* start TASK DATA *

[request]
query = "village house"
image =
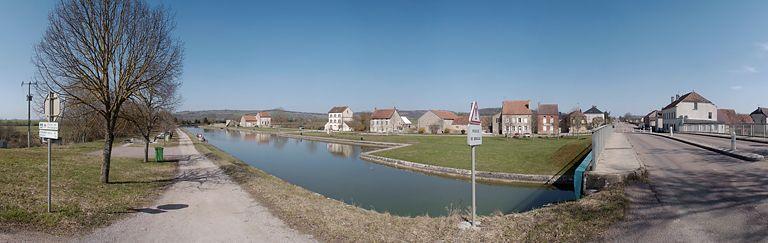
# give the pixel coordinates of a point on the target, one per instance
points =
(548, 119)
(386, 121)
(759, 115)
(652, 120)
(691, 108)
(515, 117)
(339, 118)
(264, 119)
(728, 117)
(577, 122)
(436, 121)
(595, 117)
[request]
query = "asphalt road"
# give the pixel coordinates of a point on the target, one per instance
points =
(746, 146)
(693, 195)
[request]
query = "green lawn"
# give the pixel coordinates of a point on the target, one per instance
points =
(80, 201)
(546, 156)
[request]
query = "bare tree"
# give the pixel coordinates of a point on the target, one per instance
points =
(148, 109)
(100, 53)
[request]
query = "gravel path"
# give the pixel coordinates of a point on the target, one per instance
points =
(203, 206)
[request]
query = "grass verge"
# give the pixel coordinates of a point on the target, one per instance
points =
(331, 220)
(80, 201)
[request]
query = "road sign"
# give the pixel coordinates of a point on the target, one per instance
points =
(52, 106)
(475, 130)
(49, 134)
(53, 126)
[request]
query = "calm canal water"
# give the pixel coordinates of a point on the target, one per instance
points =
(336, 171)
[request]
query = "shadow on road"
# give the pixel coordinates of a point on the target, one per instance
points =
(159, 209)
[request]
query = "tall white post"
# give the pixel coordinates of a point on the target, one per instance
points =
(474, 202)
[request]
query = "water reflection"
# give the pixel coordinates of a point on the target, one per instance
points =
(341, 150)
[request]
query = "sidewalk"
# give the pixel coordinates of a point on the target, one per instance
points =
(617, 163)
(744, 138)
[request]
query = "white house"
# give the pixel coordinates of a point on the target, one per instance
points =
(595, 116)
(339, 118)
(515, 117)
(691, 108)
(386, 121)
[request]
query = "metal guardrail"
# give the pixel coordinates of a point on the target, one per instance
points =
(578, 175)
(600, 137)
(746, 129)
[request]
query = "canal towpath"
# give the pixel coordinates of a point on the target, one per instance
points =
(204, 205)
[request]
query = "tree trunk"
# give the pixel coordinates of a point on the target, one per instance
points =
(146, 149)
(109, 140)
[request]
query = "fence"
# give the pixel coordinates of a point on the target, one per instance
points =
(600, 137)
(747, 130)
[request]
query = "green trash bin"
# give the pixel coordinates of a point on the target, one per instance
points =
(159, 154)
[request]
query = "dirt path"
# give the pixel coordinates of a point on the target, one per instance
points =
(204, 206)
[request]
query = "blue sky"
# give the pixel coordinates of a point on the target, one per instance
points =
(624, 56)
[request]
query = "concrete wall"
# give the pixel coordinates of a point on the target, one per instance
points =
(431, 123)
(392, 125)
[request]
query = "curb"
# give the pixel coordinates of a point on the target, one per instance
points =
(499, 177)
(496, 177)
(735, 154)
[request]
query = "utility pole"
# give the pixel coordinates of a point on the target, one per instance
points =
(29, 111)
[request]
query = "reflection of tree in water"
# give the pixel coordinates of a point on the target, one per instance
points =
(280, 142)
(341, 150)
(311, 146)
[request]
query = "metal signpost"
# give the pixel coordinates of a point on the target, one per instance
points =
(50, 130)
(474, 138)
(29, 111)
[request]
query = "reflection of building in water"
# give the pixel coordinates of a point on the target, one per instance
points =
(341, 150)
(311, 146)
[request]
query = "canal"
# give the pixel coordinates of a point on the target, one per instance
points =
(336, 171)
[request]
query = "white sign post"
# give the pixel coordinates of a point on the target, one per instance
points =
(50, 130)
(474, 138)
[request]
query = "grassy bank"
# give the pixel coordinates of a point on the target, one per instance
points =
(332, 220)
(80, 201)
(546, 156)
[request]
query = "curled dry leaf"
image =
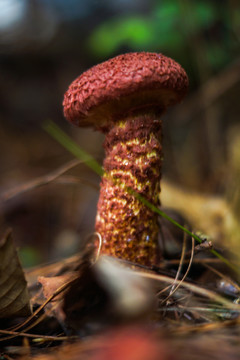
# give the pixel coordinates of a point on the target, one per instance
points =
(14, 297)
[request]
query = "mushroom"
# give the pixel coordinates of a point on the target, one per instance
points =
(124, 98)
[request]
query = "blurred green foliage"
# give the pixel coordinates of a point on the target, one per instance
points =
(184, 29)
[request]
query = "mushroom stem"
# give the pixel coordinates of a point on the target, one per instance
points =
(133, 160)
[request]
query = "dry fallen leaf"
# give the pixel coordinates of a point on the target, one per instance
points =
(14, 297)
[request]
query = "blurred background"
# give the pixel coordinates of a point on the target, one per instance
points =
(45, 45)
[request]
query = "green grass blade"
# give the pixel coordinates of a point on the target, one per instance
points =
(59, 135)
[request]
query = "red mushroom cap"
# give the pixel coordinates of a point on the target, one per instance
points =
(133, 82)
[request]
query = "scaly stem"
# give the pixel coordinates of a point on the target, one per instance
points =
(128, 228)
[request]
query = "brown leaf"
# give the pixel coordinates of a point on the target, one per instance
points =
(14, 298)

* end TASK DATA *

> _SET EXERCISE_:
In the copy, include all records verbatim but no images.

> _FULL ANSWER_:
[request]
query = "village house"
image =
# give the pixel coordinates of a point on the target, one per instance
points =
(548, 119)
(386, 121)
(759, 115)
(652, 120)
(691, 108)
(515, 117)
(339, 118)
(264, 119)
(728, 117)
(577, 122)
(436, 121)
(595, 117)
[request]
query = "asphalt road"
# give the pixel coordinates of a point on the target, one per instance
points =
(746, 146)
(693, 195)
[request]
query = "green lawn"
# give the pixel coordinates of a point on the target, one per instance
points =
(80, 201)
(546, 156)
[request]
query = "bare tree"
# give the pixel coordinates of a point on the target, one per instance
points =
(148, 109)
(100, 53)
[request]
query = "gravel path"
# give the pixel coordinates of a point on the target, one per instance
points =
(203, 206)
[request]
query = "grass verge"
# give the pixel coordinates of a point on the target, one per instance
points =
(331, 220)
(80, 201)
[request]
query = "road sign"
# give the pixel coordinates of a point on the target, one per instance
points =
(52, 106)
(475, 130)
(49, 134)
(53, 126)
[request]
query = "calm canal water"
# give the pixel coordinates of a point on the target, one per instance
points =
(336, 171)
[request]
query = "shadow on road"
# give the pixel coordinates of a point on the target, one per instance
points =
(159, 209)
[request]
query = "tall white post"
# give the pixel coordinates of a point on the target, one per instance
points =
(474, 202)
[request]
query = "water reflection"
# give the pixel coordinates of a point on the target, one per instance
points =
(341, 150)
[request]
query = "sidewalk"
# give the pixel coordinates of a point on the target, one per instance
points =
(617, 163)
(744, 138)
[request]
query = "white house"
# give the pixel coordinates of a point on the target, one per instance
points =
(595, 116)
(339, 118)
(515, 117)
(691, 108)
(386, 121)
[request]
query = "metal guardrail"
# give the pixel coordinates of a point on the target, one per instance
points =
(578, 175)
(600, 137)
(746, 129)
[request]
query = "canal towpath"
# give the pixel coordinates of a point on the target, one per instance
points =
(204, 205)
[request]
query = "tree trunk"
# give the pixel coordinates of a point on the target, one per instance
points =
(146, 149)
(109, 140)
[request]
query = "fence"
# give the pixel coordinates of a point on the target, one per instance
points =
(600, 137)
(747, 130)
[request]
query = "green trash bin"
# give the pixel coordinates of a point on the target, one per instance
points =
(159, 154)
[request]
query = "dirt path"
# give the pixel coordinates of a point on the target, one per instance
points =
(204, 206)
[request]
query = "blue sky"
# give the pixel coordinates of a point on the target, one per instance
points =
(624, 56)
[request]
query = "concrete wall"
# give the pixel coordinates of a point on the target, one per instance
points =
(431, 123)
(392, 125)
[request]
query = "curb"
# give the pixel coordinates of a point on the target, one per instance
points =
(499, 177)
(496, 177)
(735, 154)
[request]
query = "utility pole"
# give the pixel coordinates of a point on the target, one per instance
points =
(29, 111)
[request]
query = "reflection of tree in water"
# give the pixel coordinates of a point on the target, one per instance
points =
(280, 142)
(341, 150)
(311, 146)
[request]
query = "metal signpost"
# give the pixel coordinates of a point on the target, one per instance
points =
(50, 130)
(474, 138)
(29, 111)
[request]
query = "reflection of building in water"
# give the pixel coordinates of a point on the target, one per instance
points =
(341, 150)
(311, 146)
[request]
query = "canal"
# give the pixel coordinates of a point on the target, one per instance
points =
(336, 171)
[request]
query = "white sign post"
# give the pixel coordinates of a point on the target, one per instance
points =
(50, 130)
(474, 138)
[request]
query = "grassy bank"
# give the pixel coordinates of a point on the target, one per instance
points =
(332, 220)
(80, 201)
(546, 156)
[request]
query = "curled dry leaf"
image =
# give the pixel coordinates of a point on the target, one per instance
points =
(14, 297)
[request]
query = "mushroom"
# give the pixel coordinates of a point on the target, one per instance
points =
(124, 98)
[request]
query = "blurred green foliage"
# give the pixel coordinates of a point on the target, one per instance
points =
(184, 29)
[request]
query = "mushroom stem"
# give the pixel coordinates of a point on the target, one per instance
points =
(133, 160)
[request]
query = "dry fallen leaf"
# give the pixel coordinates of a point on the target, one per instance
points =
(14, 297)
[request]
query = "blurred background"
# give the pixel coordinates of a point on the target, one per instance
points =
(45, 45)
[request]
query = "green grass blade"
# give the pixel coordinates of a point on the target, one per instance
points =
(59, 135)
[request]
query = "red mushroom cap"
# give the pixel coordinates of a point on the target, one per instance
points =
(133, 82)
[request]
query = "scaly stem"
# give the pixel coordinates of a point on the target, one per instance
points =
(128, 228)
[request]
query = "brown leaf"
# give the pixel coordinates of a point on the target, one per instance
points =
(14, 298)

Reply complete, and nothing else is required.